> PROVIDED PASSAGE:
━━━━
Accept that you will never like your own work. Kiera Knightly has never watched herself in the Pirates of the Caribbean: At Worlds End. Picasso burned lots of his work. Robert Richardson, cinematographer, says he never looks back on a project as he will start seeing mistakes in his work. He’s a professional with some major films under his belt and even he finds things he doesn’t like. Main point is, its very difficult to judge your own work, and something that you may find awful in your work, someone else somewhere will love it.

 

Concentrate on producing your own style rather than copying something that has already done. Even if you made an exact replica of somebody else’s film that you admired, and it was a perfect copy, you would still find that something about it wasn’t quite right. Nothing can replace raw innovation.

 

Just because it looks good, doesn’t always make it a good film. Narrative counts. Terminator 3 for example. You could say it has the ‘film look’ but lets face it, its still a bit rubbish compared to the first two instalments.

 

However I think there are still some things you can do to improve the look of your film work. (I can’t find your personal movie on here, but these are things that I thought improved my work).
━━━━
> THE TASKS:
A – Copy out the filmmaking advice in full, keeping every word and mark as it appears.
B – How many lines of the listing contain the string "beach"? Matching is case-sensitive, and the reply should be the number alone.
The filmmaking advice and the listing have no connection to each other.

[Entries from a point-annotation set]
━━━━
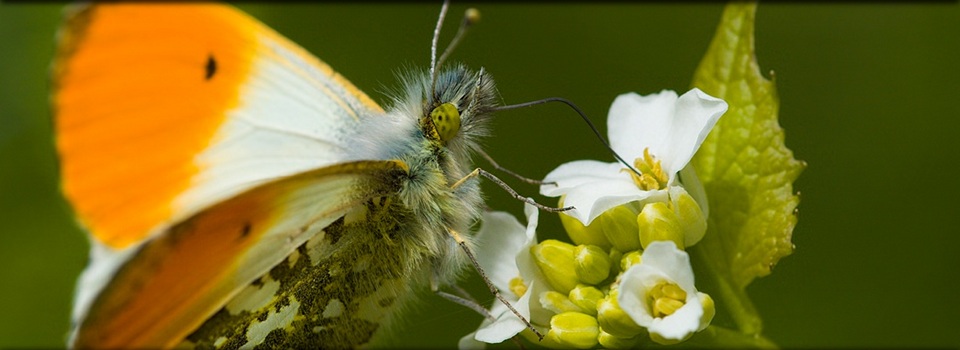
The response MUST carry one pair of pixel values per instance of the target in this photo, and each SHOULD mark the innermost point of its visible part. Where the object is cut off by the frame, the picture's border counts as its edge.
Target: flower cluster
(626, 277)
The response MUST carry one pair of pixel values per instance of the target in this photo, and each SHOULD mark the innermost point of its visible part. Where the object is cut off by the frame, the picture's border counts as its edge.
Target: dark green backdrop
(868, 100)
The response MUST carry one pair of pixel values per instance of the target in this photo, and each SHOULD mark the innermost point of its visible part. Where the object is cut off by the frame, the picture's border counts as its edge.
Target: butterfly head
(456, 108)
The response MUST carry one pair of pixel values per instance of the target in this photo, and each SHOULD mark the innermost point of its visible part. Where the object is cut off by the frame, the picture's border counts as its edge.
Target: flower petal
(682, 323)
(675, 263)
(592, 188)
(497, 243)
(637, 122)
(507, 324)
(635, 284)
(694, 116)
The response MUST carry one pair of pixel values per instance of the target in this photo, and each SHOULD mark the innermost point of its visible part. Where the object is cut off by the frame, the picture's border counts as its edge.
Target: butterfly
(238, 191)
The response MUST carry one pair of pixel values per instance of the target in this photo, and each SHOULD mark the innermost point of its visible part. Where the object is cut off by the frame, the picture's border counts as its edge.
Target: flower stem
(733, 299)
(720, 337)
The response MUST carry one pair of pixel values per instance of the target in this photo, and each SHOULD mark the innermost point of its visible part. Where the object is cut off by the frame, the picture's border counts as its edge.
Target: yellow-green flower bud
(555, 260)
(586, 297)
(692, 222)
(593, 264)
(558, 303)
(574, 330)
(658, 222)
(629, 259)
(620, 227)
(581, 234)
(611, 341)
(614, 320)
(709, 310)
(615, 256)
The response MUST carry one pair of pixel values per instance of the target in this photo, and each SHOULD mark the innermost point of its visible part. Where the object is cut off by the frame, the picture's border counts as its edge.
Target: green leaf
(745, 167)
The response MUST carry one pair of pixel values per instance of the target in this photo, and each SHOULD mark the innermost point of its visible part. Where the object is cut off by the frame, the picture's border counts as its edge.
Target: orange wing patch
(135, 105)
(175, 282)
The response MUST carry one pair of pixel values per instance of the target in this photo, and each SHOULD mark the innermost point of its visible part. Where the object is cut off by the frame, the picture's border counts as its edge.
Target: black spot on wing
(211, 67)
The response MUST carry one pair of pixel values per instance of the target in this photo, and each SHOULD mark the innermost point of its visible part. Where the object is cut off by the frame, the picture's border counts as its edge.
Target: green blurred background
(868, 97)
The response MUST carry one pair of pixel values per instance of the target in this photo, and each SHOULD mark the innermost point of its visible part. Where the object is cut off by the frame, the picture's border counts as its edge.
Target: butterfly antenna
(433, 44)
(470, 17)
(582, 115)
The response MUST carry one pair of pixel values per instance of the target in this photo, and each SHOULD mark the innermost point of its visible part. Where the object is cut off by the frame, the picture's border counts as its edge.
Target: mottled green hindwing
(336, 290)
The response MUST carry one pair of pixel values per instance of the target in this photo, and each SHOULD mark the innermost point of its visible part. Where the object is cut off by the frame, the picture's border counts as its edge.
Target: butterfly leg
(493, 289)
(511, 173)
(507, 188)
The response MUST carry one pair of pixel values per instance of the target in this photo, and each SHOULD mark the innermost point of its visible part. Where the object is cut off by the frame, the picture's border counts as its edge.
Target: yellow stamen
(651, 175)
(518, 287)
(666, 298)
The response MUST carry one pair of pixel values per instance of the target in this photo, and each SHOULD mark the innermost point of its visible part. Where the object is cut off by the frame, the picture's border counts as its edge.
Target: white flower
(653, 282)
(503, 251)
(671, 129)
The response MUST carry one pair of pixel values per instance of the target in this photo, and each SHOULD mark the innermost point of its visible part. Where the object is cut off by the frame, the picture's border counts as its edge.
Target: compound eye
(446, 119)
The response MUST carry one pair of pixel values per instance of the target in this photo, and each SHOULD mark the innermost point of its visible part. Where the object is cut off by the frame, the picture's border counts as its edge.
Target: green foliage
(745, 167)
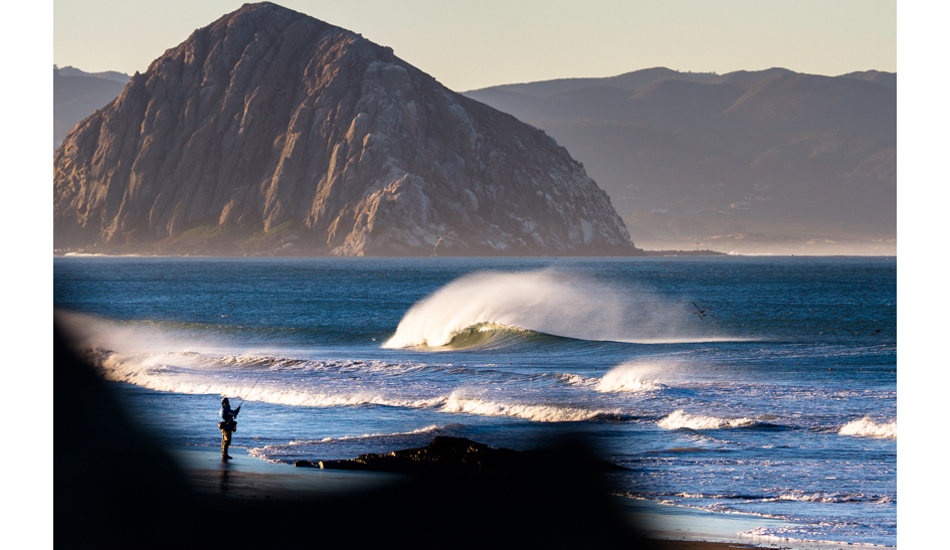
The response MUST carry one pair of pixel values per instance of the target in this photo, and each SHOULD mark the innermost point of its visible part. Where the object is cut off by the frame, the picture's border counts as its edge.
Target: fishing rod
(252, 387)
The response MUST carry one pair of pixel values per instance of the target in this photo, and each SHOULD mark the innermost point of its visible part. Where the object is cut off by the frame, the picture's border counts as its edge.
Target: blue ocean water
(760, 385)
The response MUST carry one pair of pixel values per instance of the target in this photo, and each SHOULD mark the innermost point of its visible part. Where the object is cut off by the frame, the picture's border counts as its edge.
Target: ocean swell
(544, 302)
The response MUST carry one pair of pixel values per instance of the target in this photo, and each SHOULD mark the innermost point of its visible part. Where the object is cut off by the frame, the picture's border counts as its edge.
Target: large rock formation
(270, 130)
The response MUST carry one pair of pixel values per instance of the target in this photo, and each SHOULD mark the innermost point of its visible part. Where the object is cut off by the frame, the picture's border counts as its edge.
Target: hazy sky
(469, 44)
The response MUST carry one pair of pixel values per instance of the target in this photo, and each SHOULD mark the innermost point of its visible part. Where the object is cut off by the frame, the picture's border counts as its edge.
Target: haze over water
(755, 385)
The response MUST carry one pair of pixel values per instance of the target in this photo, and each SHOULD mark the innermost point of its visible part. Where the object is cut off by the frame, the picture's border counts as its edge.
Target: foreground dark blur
(114, 488)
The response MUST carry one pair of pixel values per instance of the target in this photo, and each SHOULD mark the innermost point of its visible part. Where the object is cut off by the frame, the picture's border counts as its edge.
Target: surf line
(252, 387)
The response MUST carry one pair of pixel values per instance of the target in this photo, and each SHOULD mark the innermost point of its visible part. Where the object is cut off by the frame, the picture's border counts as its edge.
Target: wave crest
(681, 419)
(628, 377)
(869, 428)
(543, 303)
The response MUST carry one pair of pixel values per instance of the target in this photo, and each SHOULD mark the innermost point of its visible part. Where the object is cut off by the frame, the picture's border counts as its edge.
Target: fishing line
(252, 387)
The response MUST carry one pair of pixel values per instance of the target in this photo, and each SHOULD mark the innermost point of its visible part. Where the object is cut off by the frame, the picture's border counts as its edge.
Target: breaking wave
(869, 428)
(629, 377)
(681, 419)
(537, 304)
(528, 411)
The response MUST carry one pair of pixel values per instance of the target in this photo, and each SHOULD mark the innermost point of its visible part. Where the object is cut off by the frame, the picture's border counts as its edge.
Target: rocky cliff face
(271, 129)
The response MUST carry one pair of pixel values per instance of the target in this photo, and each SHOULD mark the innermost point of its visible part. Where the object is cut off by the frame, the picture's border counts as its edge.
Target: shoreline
(670, 527)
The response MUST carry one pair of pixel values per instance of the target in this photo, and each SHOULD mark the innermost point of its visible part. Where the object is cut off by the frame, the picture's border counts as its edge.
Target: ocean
(754, 385)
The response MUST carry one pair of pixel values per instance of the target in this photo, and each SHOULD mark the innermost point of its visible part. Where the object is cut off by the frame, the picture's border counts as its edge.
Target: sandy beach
(246, 477)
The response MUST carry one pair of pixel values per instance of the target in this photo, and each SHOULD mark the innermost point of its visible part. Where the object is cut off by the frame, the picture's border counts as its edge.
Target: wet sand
(247, 477)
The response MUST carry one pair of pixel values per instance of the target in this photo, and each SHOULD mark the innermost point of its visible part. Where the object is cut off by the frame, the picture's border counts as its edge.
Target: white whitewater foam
(548, 302)
(629, 377)
(682, 419)
(538, 413)
(869, 428)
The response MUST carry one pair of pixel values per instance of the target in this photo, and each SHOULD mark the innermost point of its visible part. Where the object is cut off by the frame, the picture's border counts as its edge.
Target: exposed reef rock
(269, 131)
(453, 455)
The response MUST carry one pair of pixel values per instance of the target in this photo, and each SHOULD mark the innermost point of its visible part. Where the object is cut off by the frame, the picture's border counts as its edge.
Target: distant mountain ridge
(77, 94)
(749, 161)
(271, 132)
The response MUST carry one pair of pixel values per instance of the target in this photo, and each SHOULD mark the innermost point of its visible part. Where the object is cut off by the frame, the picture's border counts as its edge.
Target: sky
(468, 45)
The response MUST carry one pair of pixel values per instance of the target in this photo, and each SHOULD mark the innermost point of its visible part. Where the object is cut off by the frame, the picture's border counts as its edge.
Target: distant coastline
(684, 253)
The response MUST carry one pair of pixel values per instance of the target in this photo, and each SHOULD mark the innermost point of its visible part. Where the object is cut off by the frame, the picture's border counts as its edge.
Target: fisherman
(227, 425)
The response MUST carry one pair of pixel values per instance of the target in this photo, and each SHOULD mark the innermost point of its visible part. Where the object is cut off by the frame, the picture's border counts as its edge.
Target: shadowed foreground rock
(457, 455)
(271, 132)
(113, 488)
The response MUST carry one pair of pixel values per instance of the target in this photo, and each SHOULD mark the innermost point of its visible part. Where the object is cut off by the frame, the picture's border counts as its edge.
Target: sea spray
(869, 428)
(681, 419)
(630, 377)
(547, 302)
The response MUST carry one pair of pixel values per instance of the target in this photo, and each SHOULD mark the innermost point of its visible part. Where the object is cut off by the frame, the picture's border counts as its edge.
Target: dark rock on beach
(455, 455)
(115, 487)
(271, 132)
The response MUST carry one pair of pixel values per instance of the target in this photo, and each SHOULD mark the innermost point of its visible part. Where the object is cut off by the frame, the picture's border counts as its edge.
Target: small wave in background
(869, 428)
(545, 302)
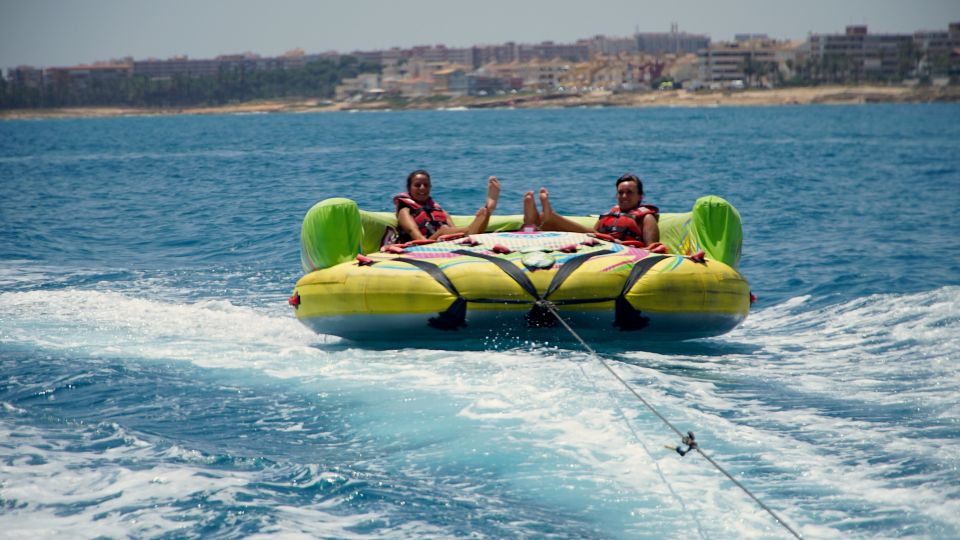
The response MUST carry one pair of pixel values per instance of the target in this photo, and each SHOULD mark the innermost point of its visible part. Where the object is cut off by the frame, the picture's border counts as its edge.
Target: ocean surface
(155, 383)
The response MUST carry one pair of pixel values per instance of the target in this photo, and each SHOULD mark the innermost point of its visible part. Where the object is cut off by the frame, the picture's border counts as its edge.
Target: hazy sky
(45, 33)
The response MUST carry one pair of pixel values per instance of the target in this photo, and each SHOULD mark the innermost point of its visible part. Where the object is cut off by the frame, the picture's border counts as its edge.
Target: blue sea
(155, 383)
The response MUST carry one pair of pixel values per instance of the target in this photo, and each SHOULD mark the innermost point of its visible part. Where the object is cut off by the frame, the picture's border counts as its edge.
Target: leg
(493, 195)
(555, 222)
(530, 214)
(479, 223)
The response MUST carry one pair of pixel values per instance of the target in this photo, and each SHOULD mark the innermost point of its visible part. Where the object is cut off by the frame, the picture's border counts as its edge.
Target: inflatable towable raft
(508, 283)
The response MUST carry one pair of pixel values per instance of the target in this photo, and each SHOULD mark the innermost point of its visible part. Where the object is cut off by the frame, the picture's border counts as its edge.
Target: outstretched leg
(480, 222)
(493, 195)
(530, 214)
(551, 221)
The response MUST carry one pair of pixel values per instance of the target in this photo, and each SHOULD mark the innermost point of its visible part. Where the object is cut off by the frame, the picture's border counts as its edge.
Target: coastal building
(626, 72)
(857, 55)
(365, 84)
(939, 52)
(607, 46)
(761, 62)
(79, 77)
(549, 50)
(26, 77)
(178, 65)
(442, 53)
(494, 54)
(451, 81)
(671, 42)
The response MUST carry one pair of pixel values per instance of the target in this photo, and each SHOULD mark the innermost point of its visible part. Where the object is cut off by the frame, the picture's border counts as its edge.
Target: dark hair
(417, 172)
(631, 178)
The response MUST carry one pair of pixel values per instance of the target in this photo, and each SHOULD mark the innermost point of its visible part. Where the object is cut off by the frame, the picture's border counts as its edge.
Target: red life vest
(428, 216)
(626, 225)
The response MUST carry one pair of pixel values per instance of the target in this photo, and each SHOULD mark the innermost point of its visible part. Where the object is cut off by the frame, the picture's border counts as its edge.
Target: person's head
(418, 184)
(629, 191)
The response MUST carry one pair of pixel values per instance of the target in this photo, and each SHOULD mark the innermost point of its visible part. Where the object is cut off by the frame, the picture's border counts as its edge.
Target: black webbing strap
(434, 272)
(508, 268)
(639, 270)
(456, 315)
(569, 267)
(626, 317)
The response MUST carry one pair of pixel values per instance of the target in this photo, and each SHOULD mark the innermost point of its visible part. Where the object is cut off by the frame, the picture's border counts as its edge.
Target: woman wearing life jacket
(628, 220)
(420, 217)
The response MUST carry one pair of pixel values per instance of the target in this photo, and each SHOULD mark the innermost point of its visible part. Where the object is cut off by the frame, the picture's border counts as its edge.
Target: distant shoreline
(673, 98)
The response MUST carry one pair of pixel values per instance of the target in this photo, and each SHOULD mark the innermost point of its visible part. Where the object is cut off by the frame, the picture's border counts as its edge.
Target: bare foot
(493, 193)
(530, 214)
(480, 220)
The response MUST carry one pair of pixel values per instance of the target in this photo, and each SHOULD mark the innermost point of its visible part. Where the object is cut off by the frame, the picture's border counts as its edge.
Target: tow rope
(688, 440)
(626, 318)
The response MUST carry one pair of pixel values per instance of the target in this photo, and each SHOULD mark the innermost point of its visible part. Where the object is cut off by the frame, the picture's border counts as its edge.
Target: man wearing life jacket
(420, 217)
(628, 220)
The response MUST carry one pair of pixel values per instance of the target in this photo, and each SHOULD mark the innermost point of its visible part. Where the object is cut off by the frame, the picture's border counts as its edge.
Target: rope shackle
(690, 441)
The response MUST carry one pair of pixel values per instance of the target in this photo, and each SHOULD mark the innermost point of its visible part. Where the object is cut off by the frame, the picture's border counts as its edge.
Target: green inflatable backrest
(336, 230)
(330, 234)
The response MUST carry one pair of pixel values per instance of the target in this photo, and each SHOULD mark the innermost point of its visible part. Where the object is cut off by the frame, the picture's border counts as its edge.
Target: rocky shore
(672, 98)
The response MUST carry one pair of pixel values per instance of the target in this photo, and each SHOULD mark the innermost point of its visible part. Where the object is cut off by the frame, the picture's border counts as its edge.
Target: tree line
(316, 79)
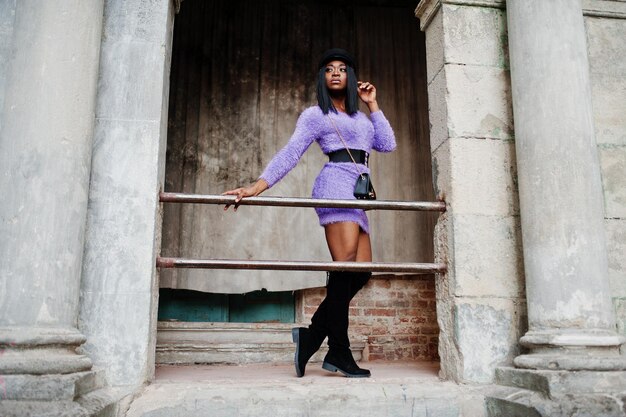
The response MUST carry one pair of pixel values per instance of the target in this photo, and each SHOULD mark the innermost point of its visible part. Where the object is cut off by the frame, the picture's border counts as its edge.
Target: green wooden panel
(186, 305)
(254, 307)
(262, 306)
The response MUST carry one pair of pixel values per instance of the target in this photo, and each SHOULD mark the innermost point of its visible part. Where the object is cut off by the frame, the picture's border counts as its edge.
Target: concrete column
(45, 157)
(480, 300)
(570, 315)
(119, 290)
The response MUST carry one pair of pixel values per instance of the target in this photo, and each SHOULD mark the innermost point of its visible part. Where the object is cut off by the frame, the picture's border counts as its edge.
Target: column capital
(427, 9)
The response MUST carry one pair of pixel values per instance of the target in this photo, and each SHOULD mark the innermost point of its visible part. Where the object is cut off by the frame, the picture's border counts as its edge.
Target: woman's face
(336, 76)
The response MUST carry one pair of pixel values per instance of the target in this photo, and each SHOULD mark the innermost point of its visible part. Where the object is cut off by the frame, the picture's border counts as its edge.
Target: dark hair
(323, 98)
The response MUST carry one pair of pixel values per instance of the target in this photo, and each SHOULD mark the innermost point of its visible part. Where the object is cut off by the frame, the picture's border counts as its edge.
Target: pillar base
(79, 394)
(570, 362)
(539, 393)
(572, 350)
(41, 351)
━━━━
> ANSWER SET:
A –
Accept that you will never like your own work. Kiera Knightly has never watched herself in the Pirates of the Caribbean: At Worlds End. Picasso burned lots of his work. Robert Richardson, cinematographer, says he never looks back on a project as he will start seeing mistakes in his work. He’s a professional with some major films under his belt and even he finds things he doesn’t like. Main point is, its very difficult to judge your own work, and something that you may find awful in your work, someone else somewhere will love it.

 

Concentrate on producing your own style rather than copying something that has already done. Even if you made an exact replica of somebody else’s film that you admired, and it was a perfect copy, you would still find that something about it wasn’t quite right. Nothing can replace raw innovation.

 

Just because it looks good, doesn’t always make it a good film. Narrative counts. Terminator 3 for example. You could say it has the ‘film look’ but lets face it, its still a bit rubbish compared to the first two instalments.

 

However I think there are still some things you can do to improve the look of your film work. (I can’t find your personal movie on here, but these are things that I thought improved my work).

B – 2